:: Exercise description ::
Line by line, the entries below are to be reproduced unaltered.

>>>>>

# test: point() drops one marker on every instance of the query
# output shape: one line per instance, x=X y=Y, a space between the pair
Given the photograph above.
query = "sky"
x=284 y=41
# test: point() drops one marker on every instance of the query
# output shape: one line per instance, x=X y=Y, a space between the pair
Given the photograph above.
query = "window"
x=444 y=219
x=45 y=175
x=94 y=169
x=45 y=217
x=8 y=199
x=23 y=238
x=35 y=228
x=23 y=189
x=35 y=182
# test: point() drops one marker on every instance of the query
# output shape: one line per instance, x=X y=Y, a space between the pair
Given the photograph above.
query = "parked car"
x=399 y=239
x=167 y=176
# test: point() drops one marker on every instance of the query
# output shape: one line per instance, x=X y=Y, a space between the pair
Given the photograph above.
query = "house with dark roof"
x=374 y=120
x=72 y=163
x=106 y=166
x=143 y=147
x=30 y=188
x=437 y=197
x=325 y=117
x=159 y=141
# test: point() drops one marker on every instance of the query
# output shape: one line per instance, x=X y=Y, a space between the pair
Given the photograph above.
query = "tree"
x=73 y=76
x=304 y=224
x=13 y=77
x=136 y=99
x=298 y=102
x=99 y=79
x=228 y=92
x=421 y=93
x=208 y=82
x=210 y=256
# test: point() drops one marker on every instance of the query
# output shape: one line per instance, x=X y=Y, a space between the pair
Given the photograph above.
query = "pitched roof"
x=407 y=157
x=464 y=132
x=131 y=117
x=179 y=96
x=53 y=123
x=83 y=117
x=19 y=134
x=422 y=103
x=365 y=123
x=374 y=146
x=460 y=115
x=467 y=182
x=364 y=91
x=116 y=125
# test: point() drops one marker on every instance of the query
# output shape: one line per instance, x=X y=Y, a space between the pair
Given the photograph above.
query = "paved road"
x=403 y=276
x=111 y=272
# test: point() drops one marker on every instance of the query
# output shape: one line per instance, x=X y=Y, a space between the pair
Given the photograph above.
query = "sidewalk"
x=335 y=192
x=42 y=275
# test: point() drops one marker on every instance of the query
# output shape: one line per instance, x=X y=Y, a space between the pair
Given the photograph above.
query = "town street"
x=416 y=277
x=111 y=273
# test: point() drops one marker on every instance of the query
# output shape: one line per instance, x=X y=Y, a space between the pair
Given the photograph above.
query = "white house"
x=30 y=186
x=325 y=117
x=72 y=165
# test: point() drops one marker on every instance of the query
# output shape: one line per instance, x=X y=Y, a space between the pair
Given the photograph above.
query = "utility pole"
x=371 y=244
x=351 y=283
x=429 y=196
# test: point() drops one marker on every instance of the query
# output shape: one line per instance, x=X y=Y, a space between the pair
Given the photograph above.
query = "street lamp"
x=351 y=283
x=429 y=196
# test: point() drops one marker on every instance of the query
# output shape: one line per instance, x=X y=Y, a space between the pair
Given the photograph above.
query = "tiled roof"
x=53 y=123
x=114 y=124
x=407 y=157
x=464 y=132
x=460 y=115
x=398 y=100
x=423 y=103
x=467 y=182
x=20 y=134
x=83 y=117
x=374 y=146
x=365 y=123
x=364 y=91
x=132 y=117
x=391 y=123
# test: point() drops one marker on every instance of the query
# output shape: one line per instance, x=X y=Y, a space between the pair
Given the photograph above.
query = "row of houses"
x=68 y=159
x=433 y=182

<<<<<

:: Task result ::
# test: point() drops one marker on every instance of the query
# output shape: one line per instance, x=X y=Y, a space between the pair
Given the photograph above.
query = "sky"
x=284 y=41
# test: point() drops one marker on every instance of the query
# output shape: one line per instance, x=X y=Y, a space between the pair
Given the photograph above.
query = "window"
x=444 y=219
x=45 y=175
x=94 y=169
x=45 y=217
x=8 y=199
x=23 y=238
x=35 y=228
x=23 y=189
x=35 y=182
# test: point() drops one marker on every instance of the query
# output shape: one line per instance, x=X y=Y, a space between the pair
Given the photograph above.
query = "parked car"
x=399 y=239
x=167 y=176
# test: point() drops one marker on every instance of the query
# output shape: one line per instance, x=X y=Y, a space between the pair
Given the photograph above.
query = "house with dark roof"
x=374 y=120
x=72 y=163
x=106 y=166
x=143 y=147
x=30 y=188
x=437 y=197
x=325 y=117
x=159 y=141
# test: point() drops one marker on every instance of the query
# output shape: one line per instance, x=X y=Y, a space between the pair
Given the photograph above.
query = "tree"
x=73 y=76
x=304 y=224
x=13 y=77
x=136 y=99
x=298 y=102
x=99 y=79
x=228 y=92
x=421 y=93
x=208 y=82
x=210 y=256
# test: point() drops one marker on every instance of the query
# output shape: one line per instance, x=X y=Y, a space between the pair
Given the photograph above.
query = "pitched roof"
x=407 y=157
x=464 y=132
x=131 y=117
x=179 y=96
x=53 y=123
x=83 y=117
x=19 y=134
x=422 y=103
x=365 y=123
x=374 y=146
x=460 y=115
x=467 y=182
x=364 y=91
x=116 y=125
# test: point() drops one marker on every instance of the query
# output shape: one line per instance, x=X y=Y, a space between the pair
Given the photograph above.
query = "paved road"
x=403 y=276
x=111 y=272
# test: point() drops one marker on every instance of the query
# output shape: one line per instance, x=X y=Y, a space between the pair
Given the photograph above.
query = "sidewalk"
x=335 y=192
x=42 y=275
# test: point() drops one marker on every instance of the query
# output shape: one line per instance, x=X y=Y, a space between the pair
Given the photograph above.
query = "town street"
x=416 y=277
x=111 y=273
# test: point() drops one marker on every instance of the query
# output shape: one line per instance, x=X y=Y, a space between the pair
Given the photograph above.
query = "white house"
x=30 y=186
x=325 y=117
x=72 y=165
# test: point() drops one marker on every instance of the query
# output shape: one line per instance, x=X y=Y, a space between the pair
Given the photograph above.
query = "utility pole"
x=371 y=244
x=351 y=283
x=429 y=196
# test: point() drops one marker on every instance of the query
# output shape: one line per instance, x=X y=Y, a space between the pair
Given the photograph above.
query = "street lamp"
x=351 y=283
x=429 y=196
# test: point() drops one marker on every instance of the query
# output shape: one line per instance, x=X y=Y, a space between the pair
Given the photograph above.
query = "tiled roof"
x=53 y=123
x=114 y=124
x=407 y=157
x=464 y=132
x=460 y=115
x=398 y=100
x=423 y=103
x=467 y=182
x=20 y=134
x=83 y=117
x=374 y=146
x=365 y=123
x=364 y=91
x=132 y=117
x=391 y=123
# test: point() drops one marker on every instance of the query
# output shape: one line per instance, x=X y=Y, a space between the pair
Given the photograph above.
query = "row of houses"
x=68 y=159
x=433 y=182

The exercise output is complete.